DOCUMENT SEGMENT
%%

ACTION RESEARCH AND SUPERVISING
STUDENT-TEACHERS
PART
3: RESULTS FROM AN ACTION RESEARCH
PROCESS
By T.F. Hopper
University of Victoria
Published in RUNNER, 35(2), 36-40
© This material may not be reproduced, stored in a retrieval system or transmitted by any means, electronic, mechanical,
photocopying without the permission of the copyright holder
Phase
2: Developing a practical theory for
games teaching
This paper is the third in a series of
four papers. The purpose of this series
of papers is to describe how action research can offer a more practical, less
judgemental model for supervising student-teachers on teaching practice in
schools. Three supervisors (qualified
teachers) supervised 10 student-teachers teaching games to children in after
school programmes. Each course involved
ten classes made up of children aged 7-9 or 10-12. Class sizes ranged from 10 to 26 pupils. These children paid a nominal fee to attend
the sessions. The children were not
particularly accomplished at physical activity and varied considerably in
physical ability. Weekly classes ran
for one hour after school for a ten week period. In part 2 the student-teachers had established their own
procedures in class through a team-teaching process with the supervisors. When the supervisors taught they responded
more to what the children did rather than telling the children what to do. The student-teachers admired this approach
noticing that the children got excited from playing modified games and
developing skills from the demands of the games. This was an approached related to the teaching games for
understanding (TGFU) model (Bunker & Thorpe, 1986).
The action research cycles evolved in
three phases. Each phase consisted of a
number of cycles of the action research process (plan, act/observe &
reflect)[1]. To assist the reader in recognizing the
relationship between plan, act/observe,
reflect and re-plan, these
aspects in each cycle have been highlighted in brackets. To give the reader a sense of my position as
a supervisory teacher in the account I have included my thoughts in italics.

%%

DATASET EXCERPTS
%%

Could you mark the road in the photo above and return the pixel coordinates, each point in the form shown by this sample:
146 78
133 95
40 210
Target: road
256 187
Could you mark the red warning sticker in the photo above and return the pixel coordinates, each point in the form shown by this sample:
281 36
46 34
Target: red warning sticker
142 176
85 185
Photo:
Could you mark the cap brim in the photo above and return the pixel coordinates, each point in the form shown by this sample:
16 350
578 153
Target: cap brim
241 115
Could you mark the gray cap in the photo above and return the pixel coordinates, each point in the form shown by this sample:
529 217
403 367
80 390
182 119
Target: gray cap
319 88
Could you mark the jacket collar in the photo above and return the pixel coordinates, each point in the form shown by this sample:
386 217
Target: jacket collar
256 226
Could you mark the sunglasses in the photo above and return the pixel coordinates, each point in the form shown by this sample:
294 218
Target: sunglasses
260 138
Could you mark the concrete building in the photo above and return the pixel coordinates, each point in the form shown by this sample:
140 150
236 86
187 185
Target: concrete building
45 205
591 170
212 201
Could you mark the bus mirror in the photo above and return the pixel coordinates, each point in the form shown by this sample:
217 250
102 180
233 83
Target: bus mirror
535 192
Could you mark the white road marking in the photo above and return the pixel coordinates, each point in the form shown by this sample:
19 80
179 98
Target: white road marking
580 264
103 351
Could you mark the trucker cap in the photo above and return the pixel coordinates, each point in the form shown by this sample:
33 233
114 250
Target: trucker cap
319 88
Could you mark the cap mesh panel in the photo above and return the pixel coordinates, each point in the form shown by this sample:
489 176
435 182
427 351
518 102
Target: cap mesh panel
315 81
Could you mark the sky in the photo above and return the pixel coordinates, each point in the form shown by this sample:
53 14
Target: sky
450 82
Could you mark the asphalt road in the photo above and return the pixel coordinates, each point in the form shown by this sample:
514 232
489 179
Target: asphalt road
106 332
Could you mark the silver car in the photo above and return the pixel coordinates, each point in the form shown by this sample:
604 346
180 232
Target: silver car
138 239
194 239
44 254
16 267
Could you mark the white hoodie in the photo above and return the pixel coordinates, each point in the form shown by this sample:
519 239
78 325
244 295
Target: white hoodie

%%

EXERCISE
In the action research text, what were the two age ranges of the children in the classes?

RESPONSE TO THIS EXERCISE
Ages 7-9 and 10-12.